**WHAT THE EXERCISE ASKS:** In the Hadoop thread, give the part that opens with the words "Regarding the license, I" and closes with "to improve it." again, swapping "evaluation purpose" for "testing purpose".

Jon Allen 2012-11-23, 12:02
-Re: Hadoop 1.0.4 Performance Problem
Jie Li 2012-12-20, 00:27
The standalone log analyzer was released in December and designed to
be easier to use.
Regarding the license, I think it's ok to use it in the commercial
environment for the evaluation purpose, and your feedback would help
us to improve it.
On Tue, Dec 18, 2012 at 1:02 AM, Chris Smith <[EMAIL PROTECTED]> wrote:
> Recent was over 11 months ago. :-)
> Unfortunately the software licence requires that most of us 'negotiate' a
> commerical use license before we trial the software in a commercial
> http://www.cs.duke.edu/starfish/files/SOFTWARE_LICENSE_AGREEMENT.txt and as
> clarified here: http://www.cs.duke.edu/starfish/previous.html
> Under that last URL was a note that you were soon to distribute the source
> code under the Apache Software License. Last time I asked the reply was
> that this would not happen. Perhaps it is time to update your web pages or
> your license arrangements. :-)

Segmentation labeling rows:
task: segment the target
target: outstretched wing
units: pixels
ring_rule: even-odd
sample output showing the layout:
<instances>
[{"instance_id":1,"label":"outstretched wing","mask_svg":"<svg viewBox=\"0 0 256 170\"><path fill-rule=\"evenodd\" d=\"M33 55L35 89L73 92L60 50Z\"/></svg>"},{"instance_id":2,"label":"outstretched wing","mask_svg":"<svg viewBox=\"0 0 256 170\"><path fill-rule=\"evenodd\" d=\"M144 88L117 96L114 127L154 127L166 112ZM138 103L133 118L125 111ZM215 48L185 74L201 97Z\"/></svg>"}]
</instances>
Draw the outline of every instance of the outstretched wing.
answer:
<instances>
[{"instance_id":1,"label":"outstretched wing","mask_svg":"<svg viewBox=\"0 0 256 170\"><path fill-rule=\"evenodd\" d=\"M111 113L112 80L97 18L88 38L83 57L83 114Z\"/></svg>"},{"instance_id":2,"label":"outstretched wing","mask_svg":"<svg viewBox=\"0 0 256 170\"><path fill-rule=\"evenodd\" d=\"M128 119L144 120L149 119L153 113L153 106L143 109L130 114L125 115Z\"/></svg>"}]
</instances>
--
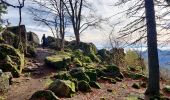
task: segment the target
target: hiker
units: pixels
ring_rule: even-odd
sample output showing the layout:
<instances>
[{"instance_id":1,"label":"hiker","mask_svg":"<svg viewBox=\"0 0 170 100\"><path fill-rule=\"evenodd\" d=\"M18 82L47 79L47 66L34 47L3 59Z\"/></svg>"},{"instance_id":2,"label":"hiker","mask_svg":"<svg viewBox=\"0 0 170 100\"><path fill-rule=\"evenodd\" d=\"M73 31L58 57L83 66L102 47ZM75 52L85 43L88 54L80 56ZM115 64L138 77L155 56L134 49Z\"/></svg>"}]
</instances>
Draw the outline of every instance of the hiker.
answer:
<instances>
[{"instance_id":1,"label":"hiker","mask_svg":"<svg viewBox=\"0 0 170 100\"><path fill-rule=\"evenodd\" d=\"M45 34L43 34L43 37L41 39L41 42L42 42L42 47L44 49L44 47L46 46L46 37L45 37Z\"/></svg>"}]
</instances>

**THE RESPONSE:**
Regarding the license, I think it's ok to use it in the commercial
environment for the testing purpose, and your feedback would help
us to improve it.